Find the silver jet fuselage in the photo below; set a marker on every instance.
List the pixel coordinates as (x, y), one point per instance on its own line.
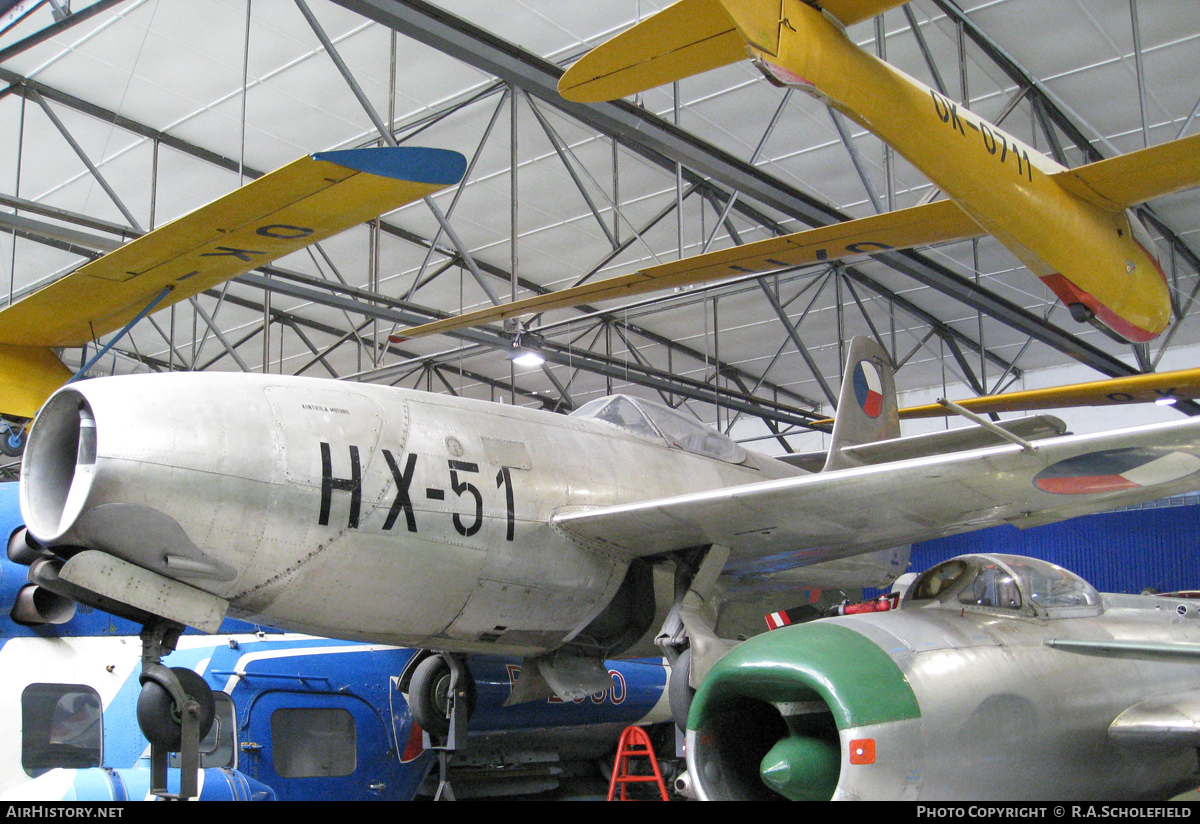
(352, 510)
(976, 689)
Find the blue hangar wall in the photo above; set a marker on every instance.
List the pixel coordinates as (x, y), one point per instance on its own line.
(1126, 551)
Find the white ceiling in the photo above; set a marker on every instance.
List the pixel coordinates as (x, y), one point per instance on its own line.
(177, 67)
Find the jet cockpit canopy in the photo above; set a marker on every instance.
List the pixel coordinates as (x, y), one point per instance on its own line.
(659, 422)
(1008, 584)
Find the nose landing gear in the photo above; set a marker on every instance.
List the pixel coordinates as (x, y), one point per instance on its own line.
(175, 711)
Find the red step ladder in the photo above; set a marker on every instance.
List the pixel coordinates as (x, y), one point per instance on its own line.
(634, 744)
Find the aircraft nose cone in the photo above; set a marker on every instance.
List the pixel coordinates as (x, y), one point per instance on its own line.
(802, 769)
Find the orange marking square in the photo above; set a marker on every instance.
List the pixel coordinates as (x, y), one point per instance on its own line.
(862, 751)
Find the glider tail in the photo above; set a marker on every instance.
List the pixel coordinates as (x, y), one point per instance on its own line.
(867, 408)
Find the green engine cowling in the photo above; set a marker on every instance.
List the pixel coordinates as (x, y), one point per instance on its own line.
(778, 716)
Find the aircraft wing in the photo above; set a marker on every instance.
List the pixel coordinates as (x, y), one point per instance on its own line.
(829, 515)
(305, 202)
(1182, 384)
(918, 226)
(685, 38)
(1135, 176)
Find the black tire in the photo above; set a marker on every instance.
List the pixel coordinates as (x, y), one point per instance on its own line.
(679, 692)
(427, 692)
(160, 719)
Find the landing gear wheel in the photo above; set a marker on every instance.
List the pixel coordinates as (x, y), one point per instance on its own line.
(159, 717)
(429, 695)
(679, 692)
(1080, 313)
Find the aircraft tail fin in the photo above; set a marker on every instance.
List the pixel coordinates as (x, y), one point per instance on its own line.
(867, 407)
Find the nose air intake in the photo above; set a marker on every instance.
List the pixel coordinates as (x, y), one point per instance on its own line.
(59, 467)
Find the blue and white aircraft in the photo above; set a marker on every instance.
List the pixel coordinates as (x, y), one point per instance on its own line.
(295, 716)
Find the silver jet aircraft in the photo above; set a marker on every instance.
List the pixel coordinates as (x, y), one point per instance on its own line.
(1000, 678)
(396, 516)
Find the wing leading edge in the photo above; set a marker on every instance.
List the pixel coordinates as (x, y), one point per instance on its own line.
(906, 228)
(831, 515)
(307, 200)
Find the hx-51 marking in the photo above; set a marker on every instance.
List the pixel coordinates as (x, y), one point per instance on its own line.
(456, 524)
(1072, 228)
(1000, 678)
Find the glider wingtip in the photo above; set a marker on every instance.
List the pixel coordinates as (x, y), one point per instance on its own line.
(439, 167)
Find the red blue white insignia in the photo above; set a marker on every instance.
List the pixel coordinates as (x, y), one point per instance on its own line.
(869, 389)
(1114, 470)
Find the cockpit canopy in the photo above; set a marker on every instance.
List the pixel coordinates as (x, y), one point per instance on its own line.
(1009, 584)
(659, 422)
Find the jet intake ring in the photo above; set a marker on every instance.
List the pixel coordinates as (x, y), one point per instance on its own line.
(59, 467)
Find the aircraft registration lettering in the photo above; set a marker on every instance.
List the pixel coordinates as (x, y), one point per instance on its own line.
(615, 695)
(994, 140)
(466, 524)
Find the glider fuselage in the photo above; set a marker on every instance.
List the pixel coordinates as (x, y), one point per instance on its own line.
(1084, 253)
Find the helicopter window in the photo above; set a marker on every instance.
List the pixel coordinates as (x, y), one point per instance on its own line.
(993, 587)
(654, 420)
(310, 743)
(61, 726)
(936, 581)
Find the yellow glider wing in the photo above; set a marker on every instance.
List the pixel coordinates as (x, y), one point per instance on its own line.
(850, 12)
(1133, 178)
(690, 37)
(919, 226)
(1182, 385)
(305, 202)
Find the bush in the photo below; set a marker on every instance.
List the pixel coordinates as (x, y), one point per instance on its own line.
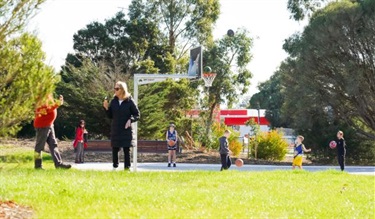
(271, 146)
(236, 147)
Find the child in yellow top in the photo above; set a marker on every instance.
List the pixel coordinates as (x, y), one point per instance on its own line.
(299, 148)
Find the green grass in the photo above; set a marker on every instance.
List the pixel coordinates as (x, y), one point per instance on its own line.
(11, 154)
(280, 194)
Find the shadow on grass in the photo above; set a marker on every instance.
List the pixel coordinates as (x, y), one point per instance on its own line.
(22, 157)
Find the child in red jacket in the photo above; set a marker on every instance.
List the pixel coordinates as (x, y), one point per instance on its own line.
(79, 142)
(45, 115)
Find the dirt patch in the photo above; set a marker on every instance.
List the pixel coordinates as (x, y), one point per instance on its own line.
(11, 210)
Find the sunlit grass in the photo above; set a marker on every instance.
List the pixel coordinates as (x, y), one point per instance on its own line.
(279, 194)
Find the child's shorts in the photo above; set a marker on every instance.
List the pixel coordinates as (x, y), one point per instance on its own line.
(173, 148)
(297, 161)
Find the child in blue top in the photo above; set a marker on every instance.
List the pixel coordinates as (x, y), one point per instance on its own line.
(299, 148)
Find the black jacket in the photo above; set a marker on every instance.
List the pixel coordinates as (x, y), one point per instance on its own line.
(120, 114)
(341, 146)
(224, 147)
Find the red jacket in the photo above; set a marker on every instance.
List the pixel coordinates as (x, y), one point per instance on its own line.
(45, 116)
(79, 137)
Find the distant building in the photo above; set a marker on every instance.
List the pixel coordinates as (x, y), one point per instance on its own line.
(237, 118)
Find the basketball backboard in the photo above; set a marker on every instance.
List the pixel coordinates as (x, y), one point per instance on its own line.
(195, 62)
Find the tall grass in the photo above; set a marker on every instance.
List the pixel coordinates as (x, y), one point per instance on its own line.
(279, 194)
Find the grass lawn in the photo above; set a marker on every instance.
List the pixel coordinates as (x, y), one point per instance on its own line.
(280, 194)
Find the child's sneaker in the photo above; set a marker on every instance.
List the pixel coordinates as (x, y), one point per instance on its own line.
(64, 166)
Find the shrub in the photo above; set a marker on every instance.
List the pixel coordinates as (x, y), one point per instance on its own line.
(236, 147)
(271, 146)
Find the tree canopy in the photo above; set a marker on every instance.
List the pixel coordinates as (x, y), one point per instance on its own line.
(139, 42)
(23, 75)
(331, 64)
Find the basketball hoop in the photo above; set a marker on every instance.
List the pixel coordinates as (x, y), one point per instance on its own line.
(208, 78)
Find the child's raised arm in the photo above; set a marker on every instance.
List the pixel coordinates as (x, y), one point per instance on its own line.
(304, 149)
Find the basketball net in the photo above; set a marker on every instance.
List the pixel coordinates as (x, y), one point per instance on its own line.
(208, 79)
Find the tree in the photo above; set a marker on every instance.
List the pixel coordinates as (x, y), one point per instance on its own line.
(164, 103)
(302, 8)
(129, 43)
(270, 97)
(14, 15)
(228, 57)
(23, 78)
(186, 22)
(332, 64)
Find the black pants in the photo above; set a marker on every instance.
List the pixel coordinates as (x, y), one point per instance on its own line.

§ §

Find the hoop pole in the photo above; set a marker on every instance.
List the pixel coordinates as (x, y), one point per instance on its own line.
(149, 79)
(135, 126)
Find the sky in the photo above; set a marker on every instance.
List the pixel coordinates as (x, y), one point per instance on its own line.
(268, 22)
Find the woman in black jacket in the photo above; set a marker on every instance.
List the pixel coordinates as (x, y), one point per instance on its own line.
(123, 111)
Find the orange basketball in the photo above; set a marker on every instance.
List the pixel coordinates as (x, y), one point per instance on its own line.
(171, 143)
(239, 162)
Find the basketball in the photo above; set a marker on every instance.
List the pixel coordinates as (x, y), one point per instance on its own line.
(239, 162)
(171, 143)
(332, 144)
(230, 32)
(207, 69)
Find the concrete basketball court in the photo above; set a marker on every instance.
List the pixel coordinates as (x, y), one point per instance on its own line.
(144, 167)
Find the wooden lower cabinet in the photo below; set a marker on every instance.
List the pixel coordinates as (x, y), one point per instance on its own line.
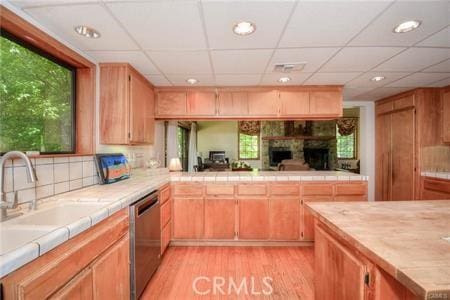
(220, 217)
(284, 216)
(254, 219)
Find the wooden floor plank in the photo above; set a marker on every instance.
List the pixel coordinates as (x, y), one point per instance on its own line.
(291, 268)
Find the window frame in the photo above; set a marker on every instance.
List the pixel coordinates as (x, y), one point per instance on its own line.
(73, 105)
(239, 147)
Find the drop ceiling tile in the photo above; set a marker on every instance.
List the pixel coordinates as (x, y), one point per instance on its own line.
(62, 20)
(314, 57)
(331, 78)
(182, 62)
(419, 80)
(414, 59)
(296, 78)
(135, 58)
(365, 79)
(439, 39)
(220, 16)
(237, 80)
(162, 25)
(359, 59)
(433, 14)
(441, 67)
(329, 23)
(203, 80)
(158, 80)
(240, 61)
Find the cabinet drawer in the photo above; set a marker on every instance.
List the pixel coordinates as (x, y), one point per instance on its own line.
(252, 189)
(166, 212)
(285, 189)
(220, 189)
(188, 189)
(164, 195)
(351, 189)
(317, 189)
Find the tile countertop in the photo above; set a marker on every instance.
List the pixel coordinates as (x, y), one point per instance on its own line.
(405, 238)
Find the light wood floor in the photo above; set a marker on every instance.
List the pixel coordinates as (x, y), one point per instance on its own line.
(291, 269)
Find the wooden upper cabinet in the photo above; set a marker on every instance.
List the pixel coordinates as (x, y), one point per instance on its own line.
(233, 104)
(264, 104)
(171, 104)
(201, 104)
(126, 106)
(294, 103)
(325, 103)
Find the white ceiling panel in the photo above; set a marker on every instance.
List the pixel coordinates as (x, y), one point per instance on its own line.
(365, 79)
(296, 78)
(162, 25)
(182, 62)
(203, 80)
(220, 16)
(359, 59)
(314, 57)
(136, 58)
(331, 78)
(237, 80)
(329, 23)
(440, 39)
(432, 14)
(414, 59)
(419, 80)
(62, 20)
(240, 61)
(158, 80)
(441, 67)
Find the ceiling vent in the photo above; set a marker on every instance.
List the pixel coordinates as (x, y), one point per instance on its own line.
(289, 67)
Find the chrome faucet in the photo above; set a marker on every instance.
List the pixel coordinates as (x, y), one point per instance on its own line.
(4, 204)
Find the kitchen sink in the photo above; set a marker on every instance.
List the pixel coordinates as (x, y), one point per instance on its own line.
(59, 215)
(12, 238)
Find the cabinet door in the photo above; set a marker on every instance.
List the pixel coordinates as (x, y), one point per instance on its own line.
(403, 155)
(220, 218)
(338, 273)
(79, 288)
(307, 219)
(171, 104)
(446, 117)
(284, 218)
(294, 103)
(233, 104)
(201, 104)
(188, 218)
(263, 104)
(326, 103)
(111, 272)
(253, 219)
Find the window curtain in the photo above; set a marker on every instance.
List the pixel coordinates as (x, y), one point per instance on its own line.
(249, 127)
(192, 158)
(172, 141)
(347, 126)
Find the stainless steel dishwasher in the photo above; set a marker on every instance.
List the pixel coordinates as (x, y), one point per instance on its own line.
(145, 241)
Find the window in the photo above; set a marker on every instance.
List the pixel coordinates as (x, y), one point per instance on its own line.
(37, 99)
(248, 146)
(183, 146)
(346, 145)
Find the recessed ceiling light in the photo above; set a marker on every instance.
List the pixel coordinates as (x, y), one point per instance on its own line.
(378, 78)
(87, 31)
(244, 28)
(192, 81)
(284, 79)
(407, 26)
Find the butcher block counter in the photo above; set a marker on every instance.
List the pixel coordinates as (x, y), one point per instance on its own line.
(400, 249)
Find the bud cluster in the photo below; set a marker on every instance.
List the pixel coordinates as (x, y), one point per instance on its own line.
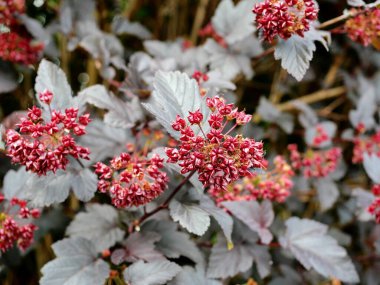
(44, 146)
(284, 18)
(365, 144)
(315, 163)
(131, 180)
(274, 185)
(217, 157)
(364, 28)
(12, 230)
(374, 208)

§ §

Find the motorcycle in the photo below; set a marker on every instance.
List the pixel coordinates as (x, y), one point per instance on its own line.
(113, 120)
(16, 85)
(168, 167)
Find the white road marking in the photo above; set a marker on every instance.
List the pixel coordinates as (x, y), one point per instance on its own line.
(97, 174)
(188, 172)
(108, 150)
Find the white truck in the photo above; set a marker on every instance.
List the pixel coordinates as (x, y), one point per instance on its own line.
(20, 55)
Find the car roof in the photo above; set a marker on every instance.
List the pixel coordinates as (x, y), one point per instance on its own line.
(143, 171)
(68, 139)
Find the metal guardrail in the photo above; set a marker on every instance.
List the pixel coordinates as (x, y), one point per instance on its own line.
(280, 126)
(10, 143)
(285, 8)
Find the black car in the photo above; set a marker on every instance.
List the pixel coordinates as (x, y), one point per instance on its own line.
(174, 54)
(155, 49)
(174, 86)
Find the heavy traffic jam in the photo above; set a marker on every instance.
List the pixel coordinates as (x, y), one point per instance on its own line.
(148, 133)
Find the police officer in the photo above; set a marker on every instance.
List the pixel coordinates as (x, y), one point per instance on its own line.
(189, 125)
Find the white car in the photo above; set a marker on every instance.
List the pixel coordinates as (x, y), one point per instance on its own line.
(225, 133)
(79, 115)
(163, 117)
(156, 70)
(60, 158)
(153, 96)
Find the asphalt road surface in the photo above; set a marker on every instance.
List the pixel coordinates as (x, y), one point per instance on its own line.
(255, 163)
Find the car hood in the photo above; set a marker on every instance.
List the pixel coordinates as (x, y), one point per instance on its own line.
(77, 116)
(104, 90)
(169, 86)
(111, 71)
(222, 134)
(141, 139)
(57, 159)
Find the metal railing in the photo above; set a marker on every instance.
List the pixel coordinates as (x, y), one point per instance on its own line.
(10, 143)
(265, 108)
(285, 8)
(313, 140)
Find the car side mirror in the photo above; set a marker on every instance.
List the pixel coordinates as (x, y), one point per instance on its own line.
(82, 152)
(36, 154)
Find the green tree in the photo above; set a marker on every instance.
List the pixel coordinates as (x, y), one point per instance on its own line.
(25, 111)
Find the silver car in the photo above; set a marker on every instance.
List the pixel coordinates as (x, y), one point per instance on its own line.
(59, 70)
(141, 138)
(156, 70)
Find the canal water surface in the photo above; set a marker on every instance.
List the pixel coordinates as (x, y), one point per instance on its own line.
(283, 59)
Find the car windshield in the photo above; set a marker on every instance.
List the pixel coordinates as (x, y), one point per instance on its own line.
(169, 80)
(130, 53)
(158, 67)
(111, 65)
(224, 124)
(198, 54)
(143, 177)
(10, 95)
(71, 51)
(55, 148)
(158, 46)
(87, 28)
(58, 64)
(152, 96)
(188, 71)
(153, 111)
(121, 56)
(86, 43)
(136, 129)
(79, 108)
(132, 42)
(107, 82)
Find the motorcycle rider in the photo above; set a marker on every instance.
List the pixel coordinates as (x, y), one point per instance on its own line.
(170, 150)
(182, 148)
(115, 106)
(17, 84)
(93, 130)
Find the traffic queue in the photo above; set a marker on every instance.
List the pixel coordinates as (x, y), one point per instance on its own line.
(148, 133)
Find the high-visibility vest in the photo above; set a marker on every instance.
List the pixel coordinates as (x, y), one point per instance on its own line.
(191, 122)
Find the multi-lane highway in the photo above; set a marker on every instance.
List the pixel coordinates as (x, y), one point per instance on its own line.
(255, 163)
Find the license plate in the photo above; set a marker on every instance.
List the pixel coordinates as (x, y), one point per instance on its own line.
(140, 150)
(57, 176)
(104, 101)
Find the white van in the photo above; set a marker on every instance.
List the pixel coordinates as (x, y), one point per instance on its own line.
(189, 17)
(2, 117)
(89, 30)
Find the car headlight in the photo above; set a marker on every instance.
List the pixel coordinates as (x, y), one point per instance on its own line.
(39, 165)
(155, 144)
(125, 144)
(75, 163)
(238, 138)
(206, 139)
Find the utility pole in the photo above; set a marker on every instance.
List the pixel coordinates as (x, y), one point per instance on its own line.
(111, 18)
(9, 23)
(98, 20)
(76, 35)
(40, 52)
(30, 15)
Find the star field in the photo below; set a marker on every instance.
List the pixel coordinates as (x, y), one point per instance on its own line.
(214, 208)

§ §

Shift every point coordinate in the answers by adding 13 to both x and y, and write out again all the items from the line with "Find the silver jet fuselage" up to and including the line with "(1080, 313)", requests included. Leave the pictures out.

* Answer to the problem:
Find the silver jet fuselage in the photo below; set a marker on every instance.
List the pixel coordinates as (x, y), one point per instance on its own line.
(365, 523)
(989, 702)
Find the blue hangar wall in the photo above; set a marker on every instance.
List the pixel coordinates as (x, y), one point per instance on its own line.
(1139, 564)
Find the white ceiling in the photo above; set a marker on every instance.
List the pixel coordinates as (x, y), one point per instance on its own line.
(190, 80)
Find the jet cockpit canopy in the photo above; set a marker on every instance.
List the pixel coordinates as (x, y), one point per instance on its own line.
(672, 435)
(1021, 597)
Find the nose landing gear in the photo above; set a marker on every instance.
List the pixel coordinates as (x, y), one point per instance on its own line.
(188, 724)
Find the red step ladder in the photo above; set a marker on every instance.
List the pixel coordinates as (x, y), one point per instance on its own line.
(647, 757)
Find the aircraft nose cone in the photo above; set a marker on every instance.
List the pixel coordinates as (x, y), one point per instance on its own line.
(815, 782)
Find the orange marking square in the photo above; set a marker on every instance.
List the pixel coordinates as (x, y), one point per instance on its own line.
(875, 764)
Find the glider tail in the photo above; set a marker on every instance.
List the pixel coordinates as (x, y), one point per instance on its own line.
(880, 421)
Find the green engine cowling in the photo above; set a marker on every instance.
List the pixel coordinates as (x, y), one point per instance on its own line.
(791, 729)
Find the aircraft wing in the photo above; set a marker on every instance.
List the pixel coordinates as (x, y), one point per instance on its own line.
(842, 528)
(318, 215)
(1195, 397)
(931, 239)
(698, 51)
(1148, 189)
Find the black tire in the photo above; set a marker on every instance.
List the pixel coordinates as (x, y), one point per instance on its own line.
(692, 705)
(440, 705)
(173, 732)
Find the landing gear wheel in the photo above; set a marker on every instance.
List the pixel coordinates as (x, y), one point per instance on its own line.
(172, 730)
(442, 708)
(692, 705)
(1093, 326)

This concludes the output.